> _Document segment_
_ _ _ _
The Bobcats have three other players averaging between 13 and 15 points, including
the rookie leader in minutes played, Adam "Ammo" Morrison, one of two or three
players vying for Rookie of the Year honours along with Raptor Andrea Bargnani. 
All-Star Chris Bosh has been an offensive juggernaut since returning from injury, 
scoring 24 points per game on .525 shooting in January. Toronto's anticipated ascent
towards the .500 plateau hopefully begins Monday, action beginning at 7:00 on TSN.*​</td></tr>​


----------



## chocolove (Apr 4, 2006)

totally winnable game for the Raps. Hopefully this is the beginning of a winning streak that will take them to above .500. Can anyone on the bobcats guard Bosh?


----------



## speedythief (Jul 16, 2003)

^ Okafor is a good defender but if the Cats want to score in the post, they need to maximize his playing time. Bosh can draw fouls at will so we will probably see Wallace and guys like Voskuhl and maybe Hermann guarding him.

The Cats were without five rotation players on Saturday (May, Felton, Brezec, Knight, Ely). They are lacking size big time right now.

I'm glad this is a home game. The crowd will get on our guys if we don't give 100%.
_ _ _ _
> _Dataset content_
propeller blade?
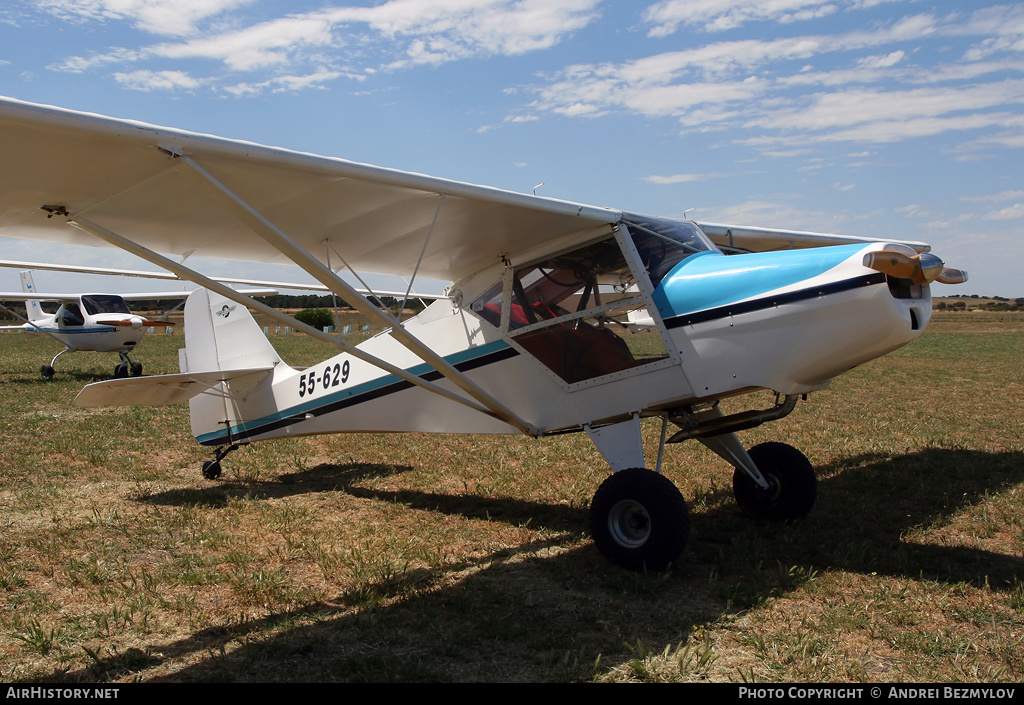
_ _ _ _
Reproduce, word for word, the passage of the Raptors-Bobcats game thread from "totally winnable game" to "time right now.".

totally winnable game for the Raps. Hopefully this is the beginning of a winning streak that will take them to above .500. Can anyone on the bobcats guard Bosh?


----------



## speedythief (Jul 16, 2003)

^ Okafor is a good defender but if the Cats want to score in the post, they need to maximize his playing time. Bosh can draw fouls at will so we will probably see Wallace and guys like Voskuhl and maybe Hermann guarding him.

The Cats were without five rotation players on Saturday (May, Felton, Brezec, Knight, Ely). They are lacking size big time right now.